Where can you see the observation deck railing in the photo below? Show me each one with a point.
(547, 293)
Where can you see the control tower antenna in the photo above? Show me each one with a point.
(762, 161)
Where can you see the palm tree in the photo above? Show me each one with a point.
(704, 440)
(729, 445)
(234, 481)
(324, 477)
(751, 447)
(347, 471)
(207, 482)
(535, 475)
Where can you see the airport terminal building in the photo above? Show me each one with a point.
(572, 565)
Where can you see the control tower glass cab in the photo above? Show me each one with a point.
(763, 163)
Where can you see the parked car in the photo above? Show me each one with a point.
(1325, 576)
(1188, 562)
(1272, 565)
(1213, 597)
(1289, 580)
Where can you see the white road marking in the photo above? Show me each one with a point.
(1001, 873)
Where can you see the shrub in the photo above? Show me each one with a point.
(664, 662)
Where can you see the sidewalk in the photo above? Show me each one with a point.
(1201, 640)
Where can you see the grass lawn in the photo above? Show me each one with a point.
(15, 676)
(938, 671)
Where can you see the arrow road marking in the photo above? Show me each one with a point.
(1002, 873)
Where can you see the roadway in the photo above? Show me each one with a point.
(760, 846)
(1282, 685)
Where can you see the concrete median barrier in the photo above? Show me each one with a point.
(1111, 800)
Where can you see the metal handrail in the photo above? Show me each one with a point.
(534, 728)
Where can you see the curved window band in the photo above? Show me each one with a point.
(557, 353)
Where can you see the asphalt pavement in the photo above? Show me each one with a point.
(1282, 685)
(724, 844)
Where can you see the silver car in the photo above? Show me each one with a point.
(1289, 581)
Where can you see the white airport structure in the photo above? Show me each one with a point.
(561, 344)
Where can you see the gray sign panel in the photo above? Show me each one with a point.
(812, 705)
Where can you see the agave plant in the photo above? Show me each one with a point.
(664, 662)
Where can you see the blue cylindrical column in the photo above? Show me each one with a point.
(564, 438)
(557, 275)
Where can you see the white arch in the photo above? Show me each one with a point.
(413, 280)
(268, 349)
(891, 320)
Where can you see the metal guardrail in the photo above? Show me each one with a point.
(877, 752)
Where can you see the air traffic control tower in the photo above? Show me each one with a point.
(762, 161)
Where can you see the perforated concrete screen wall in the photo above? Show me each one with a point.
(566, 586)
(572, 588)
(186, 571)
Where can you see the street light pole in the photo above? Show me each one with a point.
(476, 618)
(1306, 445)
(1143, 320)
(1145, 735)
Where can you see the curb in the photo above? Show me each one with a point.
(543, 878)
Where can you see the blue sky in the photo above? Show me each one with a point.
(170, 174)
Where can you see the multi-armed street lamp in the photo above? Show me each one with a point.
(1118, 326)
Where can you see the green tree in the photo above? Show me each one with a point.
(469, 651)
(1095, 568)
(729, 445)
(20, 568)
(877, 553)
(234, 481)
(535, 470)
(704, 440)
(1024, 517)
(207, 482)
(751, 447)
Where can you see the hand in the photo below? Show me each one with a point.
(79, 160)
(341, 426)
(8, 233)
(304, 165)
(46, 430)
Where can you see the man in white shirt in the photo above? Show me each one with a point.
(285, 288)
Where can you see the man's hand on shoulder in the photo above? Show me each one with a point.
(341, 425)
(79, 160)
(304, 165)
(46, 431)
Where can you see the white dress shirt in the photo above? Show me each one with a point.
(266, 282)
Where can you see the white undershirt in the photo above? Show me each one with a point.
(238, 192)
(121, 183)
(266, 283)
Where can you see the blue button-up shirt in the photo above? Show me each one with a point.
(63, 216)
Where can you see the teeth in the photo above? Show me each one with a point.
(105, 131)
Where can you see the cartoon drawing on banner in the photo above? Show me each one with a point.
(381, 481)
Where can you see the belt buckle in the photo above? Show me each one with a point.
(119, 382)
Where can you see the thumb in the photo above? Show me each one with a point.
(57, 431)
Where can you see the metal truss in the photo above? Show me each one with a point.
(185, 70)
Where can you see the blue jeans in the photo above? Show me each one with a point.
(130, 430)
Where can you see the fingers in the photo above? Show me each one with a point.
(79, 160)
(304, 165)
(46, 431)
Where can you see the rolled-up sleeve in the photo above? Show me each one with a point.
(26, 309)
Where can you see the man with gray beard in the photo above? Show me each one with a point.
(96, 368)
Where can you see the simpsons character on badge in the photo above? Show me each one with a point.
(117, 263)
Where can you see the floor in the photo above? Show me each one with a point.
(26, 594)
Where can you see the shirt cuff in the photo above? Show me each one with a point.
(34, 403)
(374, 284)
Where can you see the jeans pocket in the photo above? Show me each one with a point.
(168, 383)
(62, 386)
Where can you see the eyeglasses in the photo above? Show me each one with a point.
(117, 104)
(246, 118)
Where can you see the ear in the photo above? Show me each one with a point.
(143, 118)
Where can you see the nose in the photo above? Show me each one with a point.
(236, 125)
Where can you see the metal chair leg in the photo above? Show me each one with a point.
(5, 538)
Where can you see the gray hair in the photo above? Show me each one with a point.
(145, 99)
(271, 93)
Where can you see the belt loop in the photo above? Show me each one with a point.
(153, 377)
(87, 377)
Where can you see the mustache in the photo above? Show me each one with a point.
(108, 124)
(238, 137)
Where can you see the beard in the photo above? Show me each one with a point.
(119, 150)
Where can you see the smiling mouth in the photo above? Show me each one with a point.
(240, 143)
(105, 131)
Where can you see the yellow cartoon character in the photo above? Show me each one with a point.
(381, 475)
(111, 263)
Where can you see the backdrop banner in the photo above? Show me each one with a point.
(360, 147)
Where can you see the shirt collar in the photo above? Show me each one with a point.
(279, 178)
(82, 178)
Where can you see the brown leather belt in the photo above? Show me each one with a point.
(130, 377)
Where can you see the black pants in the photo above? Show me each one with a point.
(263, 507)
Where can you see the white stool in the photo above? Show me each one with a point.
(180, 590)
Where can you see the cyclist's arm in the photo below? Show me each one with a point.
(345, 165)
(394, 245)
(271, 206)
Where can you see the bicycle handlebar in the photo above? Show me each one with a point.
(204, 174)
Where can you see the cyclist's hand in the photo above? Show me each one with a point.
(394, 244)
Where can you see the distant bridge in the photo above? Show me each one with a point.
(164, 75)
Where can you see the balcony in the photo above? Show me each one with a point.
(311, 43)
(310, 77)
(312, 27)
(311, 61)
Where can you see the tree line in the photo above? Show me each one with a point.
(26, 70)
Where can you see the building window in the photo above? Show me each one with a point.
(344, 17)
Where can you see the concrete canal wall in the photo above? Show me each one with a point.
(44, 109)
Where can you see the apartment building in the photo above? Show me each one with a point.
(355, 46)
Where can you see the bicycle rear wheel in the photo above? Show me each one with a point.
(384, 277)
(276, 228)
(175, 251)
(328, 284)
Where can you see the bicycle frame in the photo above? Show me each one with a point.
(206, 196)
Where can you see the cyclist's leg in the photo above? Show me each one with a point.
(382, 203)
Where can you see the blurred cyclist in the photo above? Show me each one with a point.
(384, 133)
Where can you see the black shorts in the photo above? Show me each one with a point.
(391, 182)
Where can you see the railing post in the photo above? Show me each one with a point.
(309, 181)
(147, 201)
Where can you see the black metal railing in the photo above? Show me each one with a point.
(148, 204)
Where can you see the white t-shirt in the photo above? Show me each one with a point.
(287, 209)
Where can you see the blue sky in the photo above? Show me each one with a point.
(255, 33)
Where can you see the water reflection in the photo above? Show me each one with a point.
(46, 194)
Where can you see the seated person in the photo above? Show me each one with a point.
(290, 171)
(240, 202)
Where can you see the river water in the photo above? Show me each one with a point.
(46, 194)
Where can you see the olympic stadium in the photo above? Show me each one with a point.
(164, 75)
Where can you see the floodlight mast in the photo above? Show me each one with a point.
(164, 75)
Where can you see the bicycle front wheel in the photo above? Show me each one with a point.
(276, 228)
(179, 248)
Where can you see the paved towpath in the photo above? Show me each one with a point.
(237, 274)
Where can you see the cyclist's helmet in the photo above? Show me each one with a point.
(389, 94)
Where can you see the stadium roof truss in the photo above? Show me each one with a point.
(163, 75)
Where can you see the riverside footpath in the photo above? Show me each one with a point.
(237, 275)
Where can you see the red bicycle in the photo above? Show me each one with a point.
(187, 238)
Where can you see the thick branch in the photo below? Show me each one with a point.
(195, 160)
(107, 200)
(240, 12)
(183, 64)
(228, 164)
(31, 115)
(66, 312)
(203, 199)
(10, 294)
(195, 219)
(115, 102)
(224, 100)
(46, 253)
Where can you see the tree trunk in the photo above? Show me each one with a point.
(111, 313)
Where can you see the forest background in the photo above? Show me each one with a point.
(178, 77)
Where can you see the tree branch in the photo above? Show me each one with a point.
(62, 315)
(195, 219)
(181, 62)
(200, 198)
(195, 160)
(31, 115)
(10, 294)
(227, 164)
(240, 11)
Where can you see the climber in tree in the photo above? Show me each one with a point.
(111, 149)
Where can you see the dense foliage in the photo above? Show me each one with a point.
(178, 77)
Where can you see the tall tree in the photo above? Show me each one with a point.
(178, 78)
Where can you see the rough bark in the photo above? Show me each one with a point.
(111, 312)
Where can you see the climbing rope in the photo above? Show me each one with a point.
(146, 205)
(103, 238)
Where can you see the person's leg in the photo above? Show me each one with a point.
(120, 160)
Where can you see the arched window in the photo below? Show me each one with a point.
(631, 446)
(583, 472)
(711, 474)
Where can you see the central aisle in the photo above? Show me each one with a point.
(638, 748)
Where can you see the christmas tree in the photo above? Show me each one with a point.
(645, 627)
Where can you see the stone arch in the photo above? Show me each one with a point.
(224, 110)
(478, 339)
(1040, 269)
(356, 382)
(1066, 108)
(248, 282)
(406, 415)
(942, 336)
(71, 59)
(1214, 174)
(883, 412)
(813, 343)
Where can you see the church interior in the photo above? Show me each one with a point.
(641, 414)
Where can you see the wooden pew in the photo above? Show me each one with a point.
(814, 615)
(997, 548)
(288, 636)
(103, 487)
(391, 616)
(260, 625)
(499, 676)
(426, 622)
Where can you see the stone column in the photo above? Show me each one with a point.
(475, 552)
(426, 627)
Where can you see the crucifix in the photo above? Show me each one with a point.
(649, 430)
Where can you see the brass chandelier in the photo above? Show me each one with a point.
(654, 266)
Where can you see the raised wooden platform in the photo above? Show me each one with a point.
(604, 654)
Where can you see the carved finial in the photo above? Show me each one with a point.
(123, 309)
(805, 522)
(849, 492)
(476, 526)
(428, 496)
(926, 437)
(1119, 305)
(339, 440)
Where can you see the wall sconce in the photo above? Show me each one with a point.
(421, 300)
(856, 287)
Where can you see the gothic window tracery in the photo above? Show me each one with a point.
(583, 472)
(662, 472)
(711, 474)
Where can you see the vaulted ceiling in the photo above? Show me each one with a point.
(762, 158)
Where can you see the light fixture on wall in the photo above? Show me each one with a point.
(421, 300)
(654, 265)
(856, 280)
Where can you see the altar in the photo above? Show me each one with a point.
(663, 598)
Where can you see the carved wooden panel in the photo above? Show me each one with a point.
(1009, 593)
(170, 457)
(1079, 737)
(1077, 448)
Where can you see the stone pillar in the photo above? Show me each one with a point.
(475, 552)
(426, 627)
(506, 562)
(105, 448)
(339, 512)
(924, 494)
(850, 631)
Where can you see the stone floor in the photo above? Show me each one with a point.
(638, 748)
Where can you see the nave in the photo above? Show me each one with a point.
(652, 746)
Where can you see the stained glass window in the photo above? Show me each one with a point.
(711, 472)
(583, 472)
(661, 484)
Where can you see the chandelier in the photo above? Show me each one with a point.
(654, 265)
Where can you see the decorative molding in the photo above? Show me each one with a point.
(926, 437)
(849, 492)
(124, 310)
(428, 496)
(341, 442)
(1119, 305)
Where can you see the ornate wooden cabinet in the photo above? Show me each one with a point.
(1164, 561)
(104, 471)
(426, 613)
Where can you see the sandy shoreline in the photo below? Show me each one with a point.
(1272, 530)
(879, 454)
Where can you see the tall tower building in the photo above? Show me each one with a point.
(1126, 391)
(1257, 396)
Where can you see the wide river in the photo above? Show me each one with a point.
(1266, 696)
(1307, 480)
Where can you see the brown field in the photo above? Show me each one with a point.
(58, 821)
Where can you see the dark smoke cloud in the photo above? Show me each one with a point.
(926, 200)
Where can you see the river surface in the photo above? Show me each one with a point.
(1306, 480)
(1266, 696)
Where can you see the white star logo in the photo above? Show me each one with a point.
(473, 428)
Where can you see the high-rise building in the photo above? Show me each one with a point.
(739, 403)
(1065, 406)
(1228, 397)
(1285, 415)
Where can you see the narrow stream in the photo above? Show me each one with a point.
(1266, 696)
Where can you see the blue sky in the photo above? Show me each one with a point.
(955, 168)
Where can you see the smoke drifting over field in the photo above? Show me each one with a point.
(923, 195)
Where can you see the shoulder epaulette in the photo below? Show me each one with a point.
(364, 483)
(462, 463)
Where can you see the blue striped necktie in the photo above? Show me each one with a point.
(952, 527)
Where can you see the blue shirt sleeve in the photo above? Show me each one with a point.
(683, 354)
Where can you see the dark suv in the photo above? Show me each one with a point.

## ACTION ITEM
Restate word for word the lines from the line containing "Where can you see the smoke" through the last line of the listing, inclusive, and nothing beyond them.

## SOLUTION
Where can you see the smoke drifting over field in the photo above? Show me each one with a point.
(923, 195)
Where can you see the shoulder epaulette in the photo below? Show me each one with a point.
(364, 483)
(462, 463)
Where can you see the blue striped necktie in the photo above? Show me each one with a point.
(952, 527)
Where can you see the blue shirt sleeve in the photo above? Show me each one with a point.
(683, 354)
Where can you see the dark suv in the photo above? Show me each one with a point.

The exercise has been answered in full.